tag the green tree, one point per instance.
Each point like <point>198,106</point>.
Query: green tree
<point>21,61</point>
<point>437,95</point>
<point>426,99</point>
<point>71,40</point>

» **Task description**:
Reproduce every line of the records above, requests included, and shift each coordinate in the answers by -103. Leave the numbers in the requests and their format samples unchanged.

» **Finished answer**:
tag the green tree, one point per instance.
Each point like <point>198,106</point>.
Query: green tree
<point>-82,-42</point>
<point>334,-8</point>
<point>323,-4</point>
<point>-32,-63</point>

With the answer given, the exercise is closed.